Data
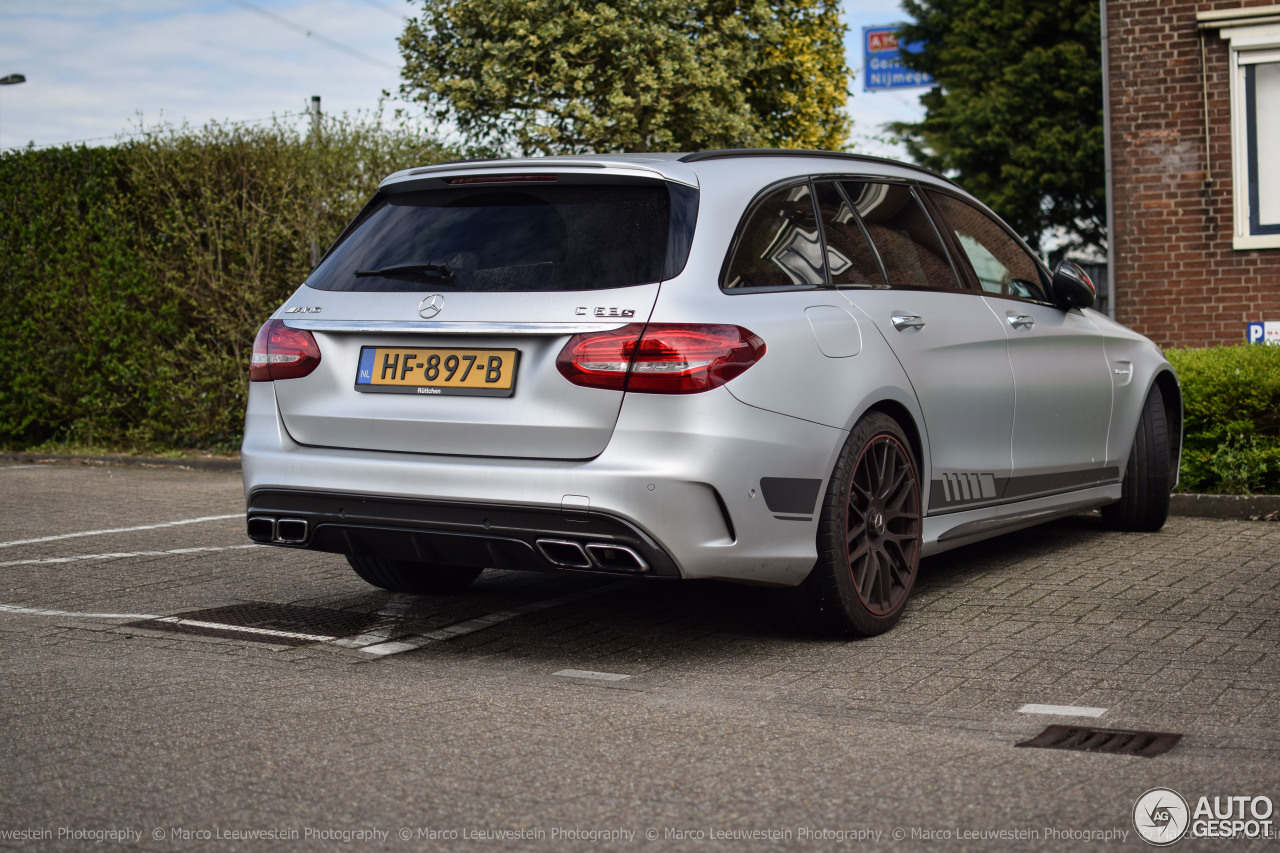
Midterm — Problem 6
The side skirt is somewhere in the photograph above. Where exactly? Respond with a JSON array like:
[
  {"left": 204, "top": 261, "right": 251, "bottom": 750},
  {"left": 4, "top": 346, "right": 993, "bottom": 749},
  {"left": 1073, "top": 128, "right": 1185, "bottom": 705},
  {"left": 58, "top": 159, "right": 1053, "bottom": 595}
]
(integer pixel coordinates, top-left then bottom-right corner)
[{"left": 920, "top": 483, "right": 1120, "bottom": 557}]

Given exercise
Please reproduce the records above word for word, leaving out the pictures.

Solution
Midterm — Problem 6
The side skirt is somewhere in the photograph above. Where exactly? Respond with a JSON array like:
[
  {"left": 204, "top": 261, "right": 251, "bottom": 750},
  {"left": 4, "top": 346, "right": 993, "bottom": 749},
  {"left": 1073, "top": 128, "right": 1185, "bottom": 705},
  {"left": 58, "top": 159, "right": 1053, "bottom": 595}
]
(integer pixel coordinates, top-left then bottom-right corner)
[{"left": 920, "top": 483, "right": 1120, "bottom": 557}]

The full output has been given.